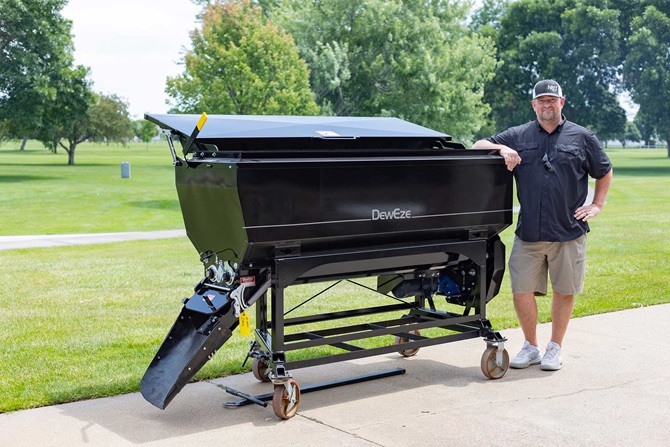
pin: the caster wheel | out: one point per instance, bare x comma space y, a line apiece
489, 367
286, 400
261, 370
407, 352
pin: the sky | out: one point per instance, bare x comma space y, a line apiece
132, 46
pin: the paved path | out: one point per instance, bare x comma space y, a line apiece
56, 240
613, 390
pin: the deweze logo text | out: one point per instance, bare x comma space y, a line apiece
393, 214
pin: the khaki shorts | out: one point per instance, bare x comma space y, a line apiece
564, 261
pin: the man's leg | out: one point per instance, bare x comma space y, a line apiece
526, 311
561, 312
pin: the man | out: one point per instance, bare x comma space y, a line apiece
551, 159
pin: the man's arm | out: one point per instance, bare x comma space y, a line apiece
587, 212
510, 156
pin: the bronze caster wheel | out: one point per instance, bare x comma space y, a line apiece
489, 366
286, 399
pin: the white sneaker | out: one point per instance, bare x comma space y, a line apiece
529, 355
553, 357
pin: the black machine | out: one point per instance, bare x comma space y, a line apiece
270, 202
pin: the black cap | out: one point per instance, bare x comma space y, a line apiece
548, 87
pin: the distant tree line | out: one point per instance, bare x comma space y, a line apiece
43, 94
437, 63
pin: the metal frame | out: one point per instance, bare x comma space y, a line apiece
273, 343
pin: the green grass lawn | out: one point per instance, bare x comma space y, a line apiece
41, 194
85, 321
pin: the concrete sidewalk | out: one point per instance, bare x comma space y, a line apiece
59, 240
613, 390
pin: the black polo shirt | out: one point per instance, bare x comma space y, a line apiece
549, 199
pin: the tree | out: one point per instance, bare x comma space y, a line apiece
578, 43
78, 115
413, 59
632, 134
145, 130
35, 43
241, 63
647, 66
644, 121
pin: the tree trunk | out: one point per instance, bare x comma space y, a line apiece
70, 156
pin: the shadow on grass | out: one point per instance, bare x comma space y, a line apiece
643, 171
157, 204
24, 178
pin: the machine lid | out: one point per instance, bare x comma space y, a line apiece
265, 126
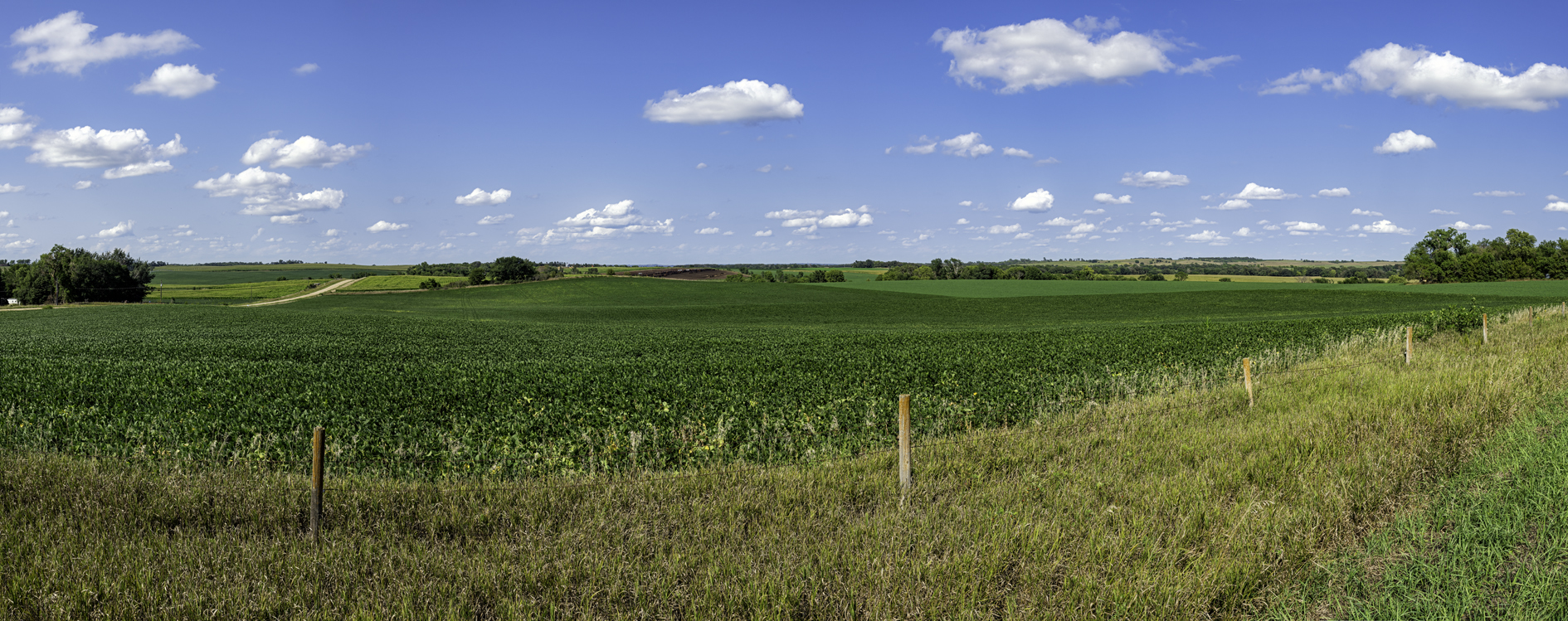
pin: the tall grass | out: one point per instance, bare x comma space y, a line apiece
1139, 508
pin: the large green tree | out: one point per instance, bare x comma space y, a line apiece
66, 274
1448, 256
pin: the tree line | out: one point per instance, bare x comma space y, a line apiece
1449, 256
66, 274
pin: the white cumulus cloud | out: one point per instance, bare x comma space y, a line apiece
967, 144
16, 128
1425, 75
741, 100
1231, 204
65, 44
1206, 65
1049, 52
124, 153
1382, 226
1254, 192
269, 193
485, 198
176, 80
1405, 142
308, 151
1206, 235
1154, 179
1303, 80
613, 220
123, 230
1034, 201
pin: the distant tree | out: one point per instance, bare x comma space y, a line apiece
513, 269
1437, 258
77, 274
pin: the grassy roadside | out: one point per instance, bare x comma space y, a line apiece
1145, 508
397, 283
1492, 545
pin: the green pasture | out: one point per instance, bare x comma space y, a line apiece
1029, 289
1023, 289
396, 283
1186, 502
615, 303
558, 375
236, 290
261, 274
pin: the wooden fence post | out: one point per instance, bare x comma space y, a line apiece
1247, 375
903, 443
317, 476
1410, 342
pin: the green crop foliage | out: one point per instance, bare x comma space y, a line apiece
397, 283
590, 375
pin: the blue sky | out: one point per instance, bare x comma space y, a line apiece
811, 132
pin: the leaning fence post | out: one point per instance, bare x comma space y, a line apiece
1247, 376
903, 443
1410, 342
317, 466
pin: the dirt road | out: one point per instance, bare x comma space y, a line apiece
308, 295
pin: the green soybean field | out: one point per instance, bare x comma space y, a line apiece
592, 375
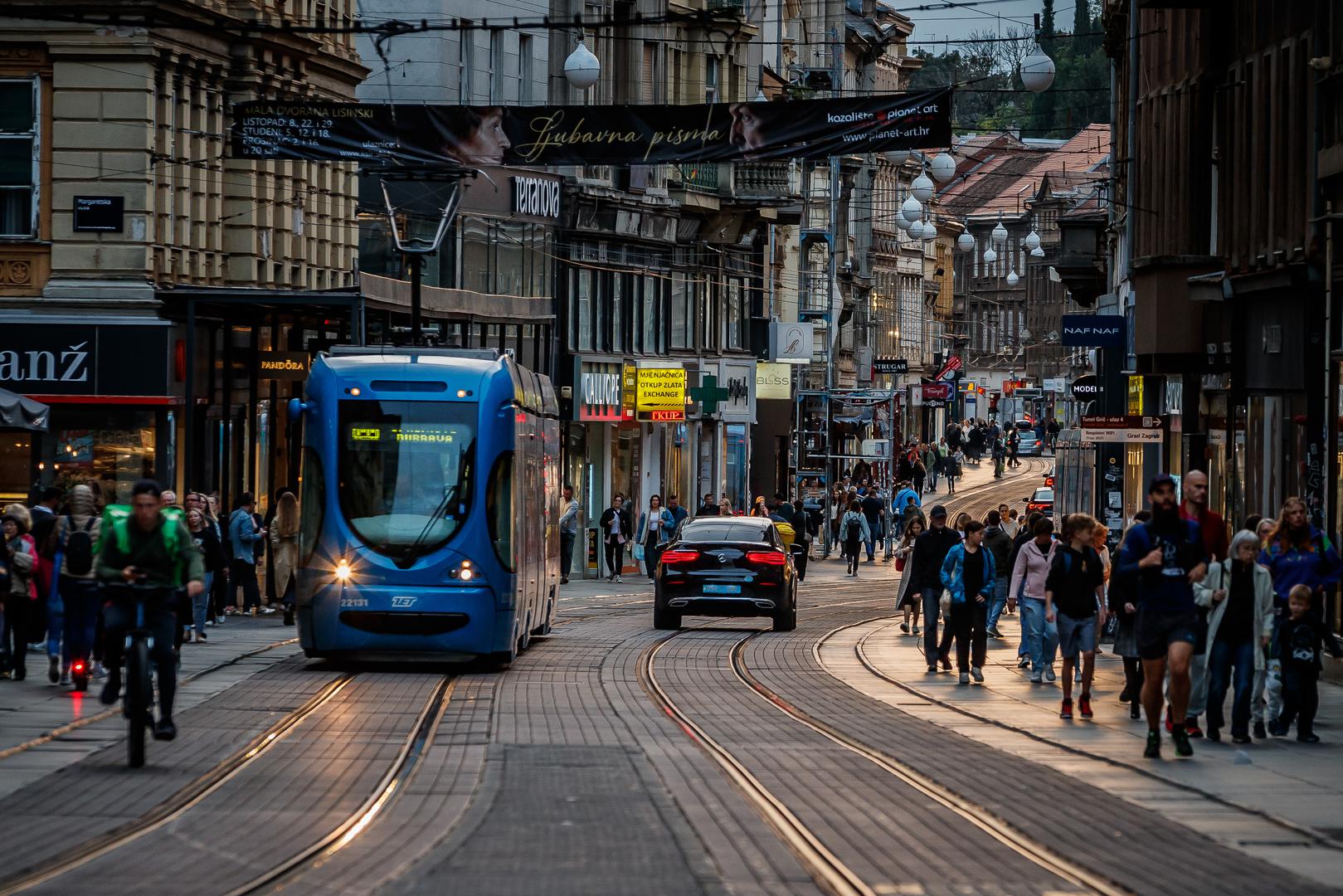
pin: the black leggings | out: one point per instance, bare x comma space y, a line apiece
614, 558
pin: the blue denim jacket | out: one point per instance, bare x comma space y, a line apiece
954, 574
242, 536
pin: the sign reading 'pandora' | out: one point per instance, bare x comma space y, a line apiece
473, 136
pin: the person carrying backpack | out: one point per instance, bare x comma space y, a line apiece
75, 544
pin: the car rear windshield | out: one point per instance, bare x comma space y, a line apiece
723, 533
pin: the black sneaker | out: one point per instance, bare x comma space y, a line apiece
110, 688
164, 730
1154, 746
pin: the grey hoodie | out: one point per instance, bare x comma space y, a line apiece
82, 509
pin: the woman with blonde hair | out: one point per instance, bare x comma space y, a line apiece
284, 547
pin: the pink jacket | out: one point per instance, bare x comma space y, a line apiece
1032, 568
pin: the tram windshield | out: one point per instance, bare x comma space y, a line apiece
405, 472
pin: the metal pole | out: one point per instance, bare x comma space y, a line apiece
416, 317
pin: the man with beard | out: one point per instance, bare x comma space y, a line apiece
1165, 557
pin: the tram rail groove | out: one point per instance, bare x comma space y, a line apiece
387, 790
976, 815
56, 733
826, 869
859, 650
176, 805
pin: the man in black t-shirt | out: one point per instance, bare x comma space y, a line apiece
1075, 592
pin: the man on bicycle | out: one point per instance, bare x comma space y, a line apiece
148, 548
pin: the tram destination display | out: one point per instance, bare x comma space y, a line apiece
419, 134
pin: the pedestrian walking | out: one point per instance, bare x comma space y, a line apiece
853, 533
1123, 603
911, 596
75, 540
1075, 601
1166, 555
806, 533
212, 558
568, 533
1030, 572
969, 577
998, 543
284, 550
1301, 637
616, 531
1238, 594
19, 598
243, 536
654, 531
930, 553
1295, 553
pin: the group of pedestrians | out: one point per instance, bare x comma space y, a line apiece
1198, 618
51, 597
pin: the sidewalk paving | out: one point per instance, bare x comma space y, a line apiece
32, 709
1232, 793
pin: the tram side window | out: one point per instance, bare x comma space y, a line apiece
314, 505
499, 507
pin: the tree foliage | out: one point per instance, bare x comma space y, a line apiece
990, 95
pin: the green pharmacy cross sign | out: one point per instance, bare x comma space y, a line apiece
709, 394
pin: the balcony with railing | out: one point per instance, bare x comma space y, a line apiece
698, 178
762, 180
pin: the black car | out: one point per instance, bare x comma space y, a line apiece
727, 567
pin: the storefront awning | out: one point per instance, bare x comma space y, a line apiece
19, 412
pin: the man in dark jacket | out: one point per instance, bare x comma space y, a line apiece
928, 555
998, 543
872, 507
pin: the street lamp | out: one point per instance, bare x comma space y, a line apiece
581, 69
912, 208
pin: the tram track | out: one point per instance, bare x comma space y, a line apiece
56, 733
859, 650
829, 871
383, 796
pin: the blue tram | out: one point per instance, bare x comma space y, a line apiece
430, 505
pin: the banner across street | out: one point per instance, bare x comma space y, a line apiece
401, 134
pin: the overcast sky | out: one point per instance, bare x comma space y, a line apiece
987, 15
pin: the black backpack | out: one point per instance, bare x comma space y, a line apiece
80, 547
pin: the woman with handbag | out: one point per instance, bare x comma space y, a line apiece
654, 531
616, 531
1238, 594
911, 598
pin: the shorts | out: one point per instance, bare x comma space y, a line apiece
1156, 631
1076, 635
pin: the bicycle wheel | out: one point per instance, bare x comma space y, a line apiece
139, 696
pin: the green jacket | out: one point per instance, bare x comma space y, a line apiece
149, 553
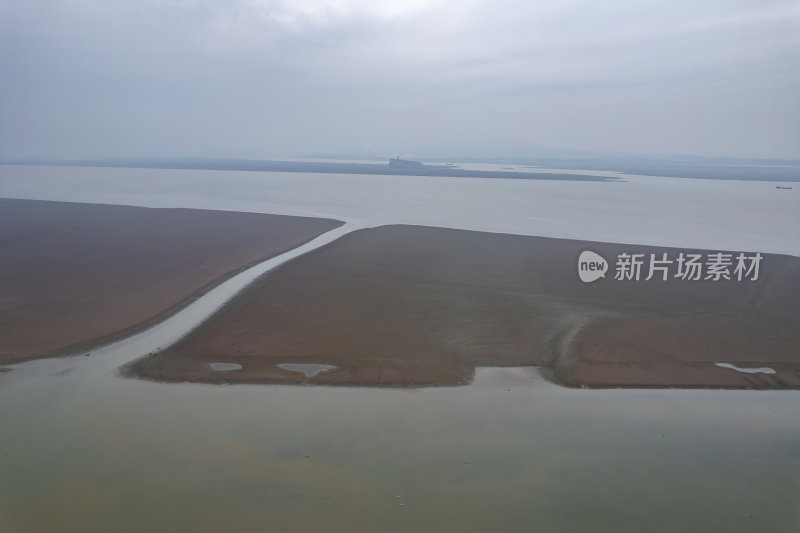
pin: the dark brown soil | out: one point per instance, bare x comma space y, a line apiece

........

**Task statement:**
Repeat exactly the lines from the one containing "pin: the tree foliage" through the last line of the records above, both included, and leave out the pictures.

**Task output:**
pin: the tree foliage | out: one point per instance, bare x comma space y, a line apiece
990, 95
pin: the green pharmacy cross sign | out: one point per instance, bare x comma space y, a line apiece
709, 394
pin: the balcony with railing | out: one point per instance, bare x comma space y, a line apiece
698, 178
762, 180
pin: the black car | out: one point per instance, bare x comma space y, a line apiece
727, 567
pin: the storefront awning | out: one point per instance, bare x comma space y, a line apiece
19, 412
pin: the man in dark jacket | out: one point per instance, bare x comma space y, a line apiece
928, 555
998, 543
872, 507
pin: the street lamp | out: one point per instance, bare x comma space y, a line apiece
581, 69
912, 208
pin: the tram track | out: one point per instance, bare x comma space y, a line apiece
56, 733
859, 650
829, 871
383, 796
pin: the blue tram | out: one point per instance, bare x comma space y, a line apiece
430, 505
pin: the banner across street | out: one point per instance, bare x comma space y, a line apiece
401, 134
pin: the overcast sky | out: one point per instance, bare x comma space y, a line apiece
987, 15
pin: the black backpack | out: one point per instance, bare x comma space y, a line apiece
80, 547
pin: the woman with handbag | out: one point per instance, bare x comma space y, a line apiece
654, 531
616, 531
1238, 594
911, 598
pin: the shorts | out: one point per instance, bare x comma space y, a line apiece
1156, 631
1076, 635
pin: the bicycle wheel | out: one point per instance, bare x comma space y, a line apiece
139, 696
pin: the green jacket | out: one point per instance, bare x comma space y, a line apiece
149, 553
pin: the dark brown soil | out: one point per instance, bare x comma space y, a line apiece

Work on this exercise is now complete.